▸ **Direction**
Could you edit every row below so that "top-left corner" becomes "upper-left corner" while everything else stays the same? Leave the pictures out of your answer.

[Image outline annotation entries]
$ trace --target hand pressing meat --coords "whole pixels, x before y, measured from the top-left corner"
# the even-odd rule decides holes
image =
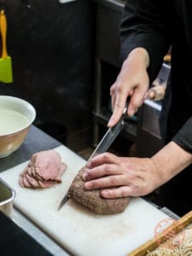
[[[61,183],[67,165],[59,153],[50,149],[35,153],[26,169],[20,173],[19,183],[23,188],[46,189]]]
[[[80,204],[100,214],[114,214],[122,212],[130,202],[131,197],[106,199],[102,197],[102,189],[86,190],[83,180],[83,167],[75,177],[68,190],[69,198],[74,199]]]

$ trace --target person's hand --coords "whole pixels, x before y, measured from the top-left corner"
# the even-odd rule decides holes
[[[149,194],[163,177],[149,158],[118,157],[110,153],[94,157],[83,176],[85,189],[104,188],[102,196],[116,198]]]
[[[147,68],[148,52],[143,48],[133,49],[124,61],[115,83],[111,86],[113,114],[108,124],[113,126],[119,119],[128,96],[131,96],[127,114],[132,116],[143,103],[149,85]]]

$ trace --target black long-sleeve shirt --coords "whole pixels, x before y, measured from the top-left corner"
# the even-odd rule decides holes
[[[126,0],[120,32],[122,61],[134,48],[145,48],[151,82],[172,45],[167,136],[192,153],[192,1]]]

▸ **Task output**
$ trace --target hand pressing meat --coords "whole pixels, x before y, measured from the upper-left corner"
# the even-odd rule decides holes
image =
[[[61,183],[67,165],[59,153],[50,149],[35,153],[26,169],[20,173],[19,183],[23,188],[46,189]]]
[[[80,204],[100,214],[114,214],[122,212],[130,202],[131,197],[106,199],[102,197],[102,189],[86,190],[83,180],[83,167],[75,177],[68,190],[69,198],[74,199]]]

$ trace --target person's hand --coords "whole pixels, x before y, measured from the upper-left corner"
# the even-odd rule decides holes
[[[149,194],[163,177],[149,158],[118,157],[110,153],[94,157],[83,176],[85,189],[104,188],[102,196],[116,198]]]
[[[147,68],[148,52],[143,48],[133,49],[124,61],[115,83],[111,86],[113,114],[108,124],[113,126],[119,119],[128,96],[131,96],[127,114],[132,116],[143,103],[149,85]]]

$ trace --target black long-sleeve shirt --coords "whole pixels, x before y, measured from the upper-left corner"
# the even-odd rule decides holes
[[[126,0],[120,32],[122,61],[134,48],[145,48],[151,82],[172,45],[167,136],[192,153],[192,1]]]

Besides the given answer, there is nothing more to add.